Aim of the task
Write out nothing except the lines running from the one containing "Provide the pixel coordinates of one point on the tall" to the last line of the data, exactly as they stand.

Information given
──────
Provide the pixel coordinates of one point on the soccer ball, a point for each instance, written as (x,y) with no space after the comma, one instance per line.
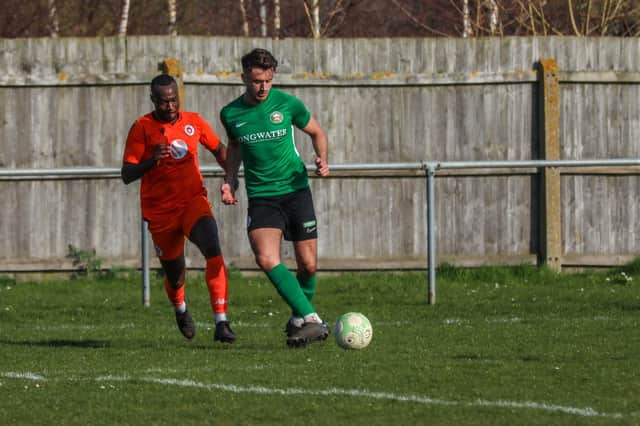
(353,331)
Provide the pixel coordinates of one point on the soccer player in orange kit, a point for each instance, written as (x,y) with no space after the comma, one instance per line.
(161,149)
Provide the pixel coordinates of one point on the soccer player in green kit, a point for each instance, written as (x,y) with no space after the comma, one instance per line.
(259,125)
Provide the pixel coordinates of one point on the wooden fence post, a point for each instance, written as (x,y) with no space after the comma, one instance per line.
(173,67)
(550,251)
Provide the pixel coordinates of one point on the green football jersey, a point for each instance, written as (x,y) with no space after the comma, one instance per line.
(272,165)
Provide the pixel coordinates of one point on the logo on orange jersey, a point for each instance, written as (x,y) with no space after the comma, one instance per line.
(276,117)
(178,149)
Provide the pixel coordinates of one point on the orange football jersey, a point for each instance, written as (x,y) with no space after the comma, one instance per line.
(168,186)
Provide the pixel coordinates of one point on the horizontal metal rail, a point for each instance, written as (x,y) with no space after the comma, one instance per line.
(430,168)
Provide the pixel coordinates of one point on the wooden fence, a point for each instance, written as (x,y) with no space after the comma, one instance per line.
(70,102)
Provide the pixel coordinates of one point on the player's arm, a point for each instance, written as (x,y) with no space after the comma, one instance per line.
(131,172)
(220,153)
(231,182)
(320,146)
(132,166)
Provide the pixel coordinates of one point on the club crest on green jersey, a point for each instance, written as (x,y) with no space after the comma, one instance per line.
(276,117)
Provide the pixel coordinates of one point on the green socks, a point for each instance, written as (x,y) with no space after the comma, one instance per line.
(290,290)
(308,285)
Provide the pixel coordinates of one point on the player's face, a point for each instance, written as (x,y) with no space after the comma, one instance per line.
(258,83)
(166,101)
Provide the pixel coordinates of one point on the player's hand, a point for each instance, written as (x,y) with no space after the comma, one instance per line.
(322,167)
(161,151)
(226,192)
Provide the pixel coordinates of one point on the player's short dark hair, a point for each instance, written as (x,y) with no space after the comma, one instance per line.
(259,58)
(161,80)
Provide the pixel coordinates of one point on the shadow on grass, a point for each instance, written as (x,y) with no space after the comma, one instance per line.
(61,343)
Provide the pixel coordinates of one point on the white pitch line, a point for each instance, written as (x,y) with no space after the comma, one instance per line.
(584,412)
(362,393)
(27,376)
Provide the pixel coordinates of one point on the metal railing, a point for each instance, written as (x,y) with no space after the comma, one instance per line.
(430,168)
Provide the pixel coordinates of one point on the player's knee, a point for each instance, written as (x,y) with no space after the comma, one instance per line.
(307,268)
(266,263)
(210,250)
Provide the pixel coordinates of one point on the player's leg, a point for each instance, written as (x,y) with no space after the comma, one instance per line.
(307,263)
(204,234)
(303,233)
(169,247)
(265,243)
(266,224)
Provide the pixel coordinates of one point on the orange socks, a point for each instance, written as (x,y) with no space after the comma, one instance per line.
(176,296)
(216,277)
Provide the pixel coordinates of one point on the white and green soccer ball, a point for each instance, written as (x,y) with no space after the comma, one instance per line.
(353,331)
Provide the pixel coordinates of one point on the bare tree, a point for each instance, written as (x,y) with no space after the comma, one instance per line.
(493,16)
(263,17)
(276,17)
(245,21)
(313,16)
(467,31)
(124,18)
(415,19)
(54,27)
(172,17)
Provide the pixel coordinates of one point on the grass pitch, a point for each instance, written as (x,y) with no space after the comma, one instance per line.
(502,346)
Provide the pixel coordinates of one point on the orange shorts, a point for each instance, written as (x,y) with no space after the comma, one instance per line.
(169,235)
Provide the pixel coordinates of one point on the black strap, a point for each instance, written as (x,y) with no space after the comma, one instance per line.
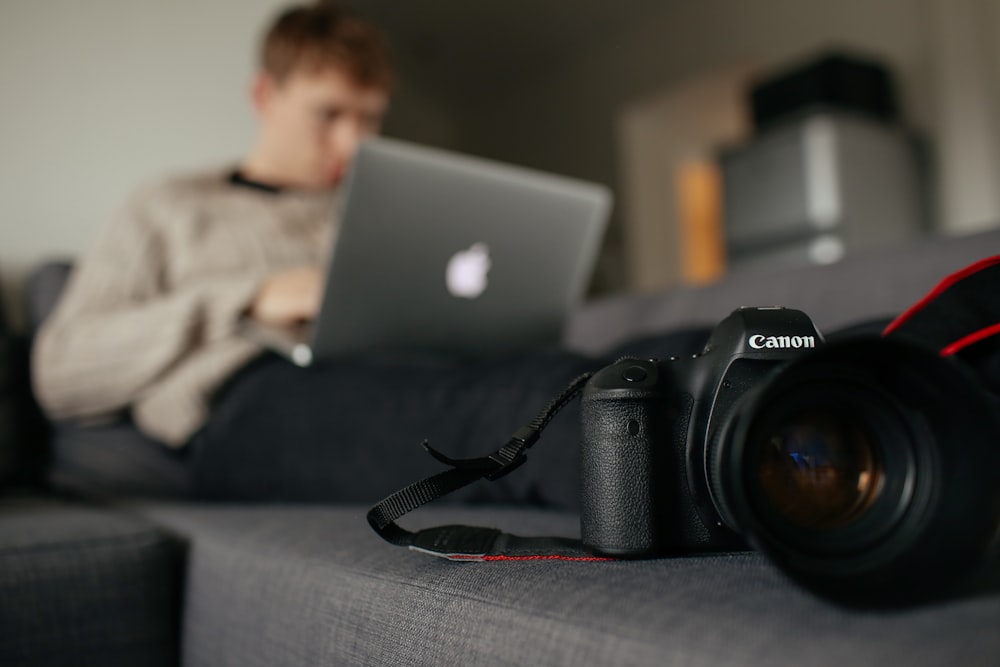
(467,542)
(963,310)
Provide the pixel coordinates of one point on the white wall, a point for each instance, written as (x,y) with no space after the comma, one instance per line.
(102,95)
(944,54)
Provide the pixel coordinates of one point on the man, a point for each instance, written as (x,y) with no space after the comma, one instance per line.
(148,322)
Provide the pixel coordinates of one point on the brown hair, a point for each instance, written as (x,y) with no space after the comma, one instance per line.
(320,35)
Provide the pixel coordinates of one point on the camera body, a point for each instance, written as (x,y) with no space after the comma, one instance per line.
(652,432)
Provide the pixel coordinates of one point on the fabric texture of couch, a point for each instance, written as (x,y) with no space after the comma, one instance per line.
(305,584)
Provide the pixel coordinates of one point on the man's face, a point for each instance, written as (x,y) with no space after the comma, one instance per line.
(312,122)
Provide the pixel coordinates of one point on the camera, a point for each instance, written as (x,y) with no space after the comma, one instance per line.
(868,469)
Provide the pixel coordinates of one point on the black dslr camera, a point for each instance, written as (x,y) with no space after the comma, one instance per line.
(652,435)
(867,468)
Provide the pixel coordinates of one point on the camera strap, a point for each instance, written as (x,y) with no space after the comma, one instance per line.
(469,543)
(957,315)
(962,311)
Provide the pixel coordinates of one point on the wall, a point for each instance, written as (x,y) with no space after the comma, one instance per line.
(102,95)
(563,118)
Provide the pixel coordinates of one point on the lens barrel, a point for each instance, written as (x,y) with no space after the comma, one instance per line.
(869,471)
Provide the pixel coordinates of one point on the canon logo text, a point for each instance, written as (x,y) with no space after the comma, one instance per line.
(760,342)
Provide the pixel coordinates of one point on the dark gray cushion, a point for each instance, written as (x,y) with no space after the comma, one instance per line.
(868,285)
(81,586)
(310,586)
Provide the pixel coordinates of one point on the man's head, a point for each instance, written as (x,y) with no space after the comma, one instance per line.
(323,85)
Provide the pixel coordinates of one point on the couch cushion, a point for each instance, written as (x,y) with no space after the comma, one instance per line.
(82,586)
(311,585)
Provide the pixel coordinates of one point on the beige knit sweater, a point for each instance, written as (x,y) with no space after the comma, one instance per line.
(147,322)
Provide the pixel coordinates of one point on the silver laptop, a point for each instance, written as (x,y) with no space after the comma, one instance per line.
(449,253)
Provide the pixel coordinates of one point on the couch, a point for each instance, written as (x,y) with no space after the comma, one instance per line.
(111,561)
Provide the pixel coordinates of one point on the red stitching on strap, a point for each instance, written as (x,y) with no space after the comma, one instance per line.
(937,291)
(549,557)
(974,337)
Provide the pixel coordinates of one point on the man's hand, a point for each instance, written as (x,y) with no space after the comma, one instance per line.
(288,297)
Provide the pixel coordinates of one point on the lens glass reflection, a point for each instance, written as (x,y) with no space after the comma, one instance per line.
(818,470)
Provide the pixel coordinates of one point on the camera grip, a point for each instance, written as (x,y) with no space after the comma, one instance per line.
(620,460)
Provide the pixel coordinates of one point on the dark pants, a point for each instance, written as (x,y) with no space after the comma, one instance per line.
(351,431)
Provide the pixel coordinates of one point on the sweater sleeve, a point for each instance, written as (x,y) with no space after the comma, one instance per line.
(117,328)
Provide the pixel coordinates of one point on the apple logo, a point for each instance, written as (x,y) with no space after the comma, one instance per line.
(466,272)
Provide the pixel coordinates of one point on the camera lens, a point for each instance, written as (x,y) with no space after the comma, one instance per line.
(866,470)
(819,470)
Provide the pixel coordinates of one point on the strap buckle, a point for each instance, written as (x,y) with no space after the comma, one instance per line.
(498,464)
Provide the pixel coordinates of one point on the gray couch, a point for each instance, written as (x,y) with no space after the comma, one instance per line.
(148,581)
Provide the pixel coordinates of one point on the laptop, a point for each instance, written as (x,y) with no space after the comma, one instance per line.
(444,252)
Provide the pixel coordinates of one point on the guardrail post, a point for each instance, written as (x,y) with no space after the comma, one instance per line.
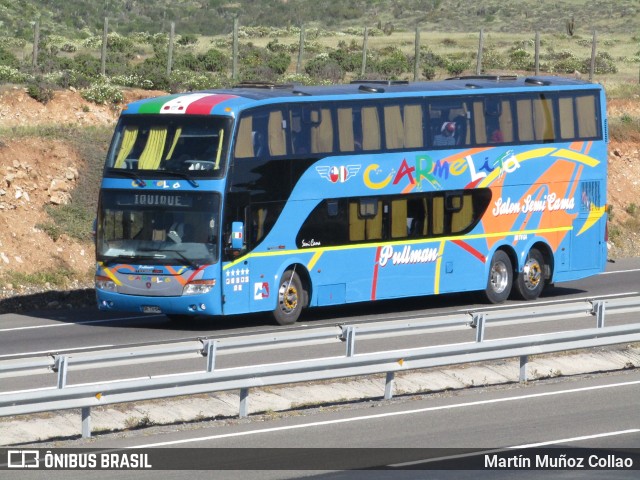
(209,349)
(477,322)
(244,402)
(350,337)
(524,360)
(389,385)
(60,366)
(86,422)
(599,309)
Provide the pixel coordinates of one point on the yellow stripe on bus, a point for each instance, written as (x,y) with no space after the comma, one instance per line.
(318,251)
(577,157)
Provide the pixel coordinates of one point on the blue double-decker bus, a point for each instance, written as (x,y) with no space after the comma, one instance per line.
(281,197)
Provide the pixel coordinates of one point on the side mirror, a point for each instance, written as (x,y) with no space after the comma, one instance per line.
(237,235)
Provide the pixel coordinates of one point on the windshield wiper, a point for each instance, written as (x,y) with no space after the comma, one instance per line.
(127,173)
(188,261)
(115,258)
(186,176)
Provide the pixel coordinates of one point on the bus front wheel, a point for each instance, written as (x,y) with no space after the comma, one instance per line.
(530,282)
(290,299)
(500,278)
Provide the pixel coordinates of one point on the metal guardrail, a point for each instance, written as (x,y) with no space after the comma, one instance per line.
(87,396)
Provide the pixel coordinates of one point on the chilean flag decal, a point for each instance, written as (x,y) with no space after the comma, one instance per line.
(338,174)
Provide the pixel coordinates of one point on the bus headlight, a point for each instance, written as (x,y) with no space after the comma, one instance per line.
(198,287)
(105,283)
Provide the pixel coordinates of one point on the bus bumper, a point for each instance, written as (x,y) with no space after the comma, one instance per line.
(183,305)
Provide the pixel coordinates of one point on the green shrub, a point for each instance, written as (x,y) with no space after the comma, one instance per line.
(214,61)
(12,75)
(102,93)
(8,59)
(41,91)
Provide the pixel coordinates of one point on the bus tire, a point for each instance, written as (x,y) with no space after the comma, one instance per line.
(500,278)
(530,282)
(290,299)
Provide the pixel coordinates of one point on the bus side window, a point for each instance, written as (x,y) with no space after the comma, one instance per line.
(365,219)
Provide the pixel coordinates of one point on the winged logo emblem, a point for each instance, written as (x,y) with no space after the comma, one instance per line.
(338,174)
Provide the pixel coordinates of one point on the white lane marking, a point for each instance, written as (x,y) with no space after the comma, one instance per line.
(385,415)
(86,322)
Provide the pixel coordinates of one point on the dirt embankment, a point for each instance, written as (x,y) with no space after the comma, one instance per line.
(36,171)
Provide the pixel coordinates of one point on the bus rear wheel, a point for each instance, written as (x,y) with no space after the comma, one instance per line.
(290,299)
(500,278)
(530,282)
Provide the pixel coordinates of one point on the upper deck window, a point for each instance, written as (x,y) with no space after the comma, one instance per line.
(171,143)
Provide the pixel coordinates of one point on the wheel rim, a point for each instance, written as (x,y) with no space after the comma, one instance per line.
(532,274)
(499,277)
(288,297)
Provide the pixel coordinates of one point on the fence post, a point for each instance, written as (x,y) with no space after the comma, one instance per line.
(592,68)
(170,52)
(86,422)
(244,402)
(364,52)
(537,54)
(416,64)
(480,49)
(300,50)
(234,72)
(103,53)
(36,40)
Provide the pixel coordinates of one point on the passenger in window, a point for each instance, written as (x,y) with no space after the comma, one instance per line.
(495,134)
(446,136)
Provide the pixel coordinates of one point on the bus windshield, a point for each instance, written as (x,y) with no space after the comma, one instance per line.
(158,228)
(171,143)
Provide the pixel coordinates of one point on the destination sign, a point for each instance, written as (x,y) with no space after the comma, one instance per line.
(156,200)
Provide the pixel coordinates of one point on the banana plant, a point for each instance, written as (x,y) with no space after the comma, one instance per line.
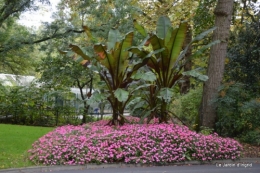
(115,67)
(167,64)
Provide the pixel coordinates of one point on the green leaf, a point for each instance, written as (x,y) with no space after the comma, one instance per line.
(196,74)
(84,54)
(163,25)
(97,98)
(166,94)
(121,95)
(140,28)
(147,76)
(113,37)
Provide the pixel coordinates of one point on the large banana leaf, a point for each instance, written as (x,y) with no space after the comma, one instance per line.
(163,26)
(172,41)
(115,58)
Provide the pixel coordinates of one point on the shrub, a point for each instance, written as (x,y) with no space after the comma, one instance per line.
(187,107)
(131,143)
(238,112)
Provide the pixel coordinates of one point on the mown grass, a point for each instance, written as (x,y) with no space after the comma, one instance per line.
(15,140)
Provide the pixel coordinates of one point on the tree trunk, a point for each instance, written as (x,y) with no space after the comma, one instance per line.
(185,85)
(223,14)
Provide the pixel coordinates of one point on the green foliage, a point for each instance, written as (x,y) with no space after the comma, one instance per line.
(36,106)
(186,107)
(16,140)
(238,111)
(166,62)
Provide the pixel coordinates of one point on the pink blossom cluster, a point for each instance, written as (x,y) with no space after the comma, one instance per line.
(131,143)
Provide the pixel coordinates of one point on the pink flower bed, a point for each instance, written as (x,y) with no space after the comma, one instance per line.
(131,143)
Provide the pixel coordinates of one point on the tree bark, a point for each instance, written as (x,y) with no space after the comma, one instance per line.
(223,14)
(185,85)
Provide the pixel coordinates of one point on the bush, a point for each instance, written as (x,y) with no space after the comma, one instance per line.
(187,107)
(131,143)
(238,112)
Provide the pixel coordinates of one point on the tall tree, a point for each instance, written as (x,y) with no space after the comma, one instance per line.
(223,15)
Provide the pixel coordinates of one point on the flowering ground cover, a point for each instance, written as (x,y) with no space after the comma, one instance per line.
(131,143)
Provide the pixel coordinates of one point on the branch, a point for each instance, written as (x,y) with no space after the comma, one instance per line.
(55,35)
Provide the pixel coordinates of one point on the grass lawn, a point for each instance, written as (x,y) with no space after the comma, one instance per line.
(15,140)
──────
Result for this exercise
Provide the pixel coordinates of one point on the tall tree, a point for each instance, written as (x,y) with no space after the comma, one instance per line.
(223,15)
Provide the pixel coordinates of one point on the flowering ground cover, a point for each instance, written as (x,y) with no space after the comma, one instance per line.
(131,143)
Provide the pixel coordinates of one point on the branch, a point for each instance, written as (x,y) with no space after the comma, one instance per line.
(55,35)
Provide the pixel coordinates of one point on the grass lawn, a point for each instance, written as (x,y) with no space after the comma, one instance per line.
(15,140)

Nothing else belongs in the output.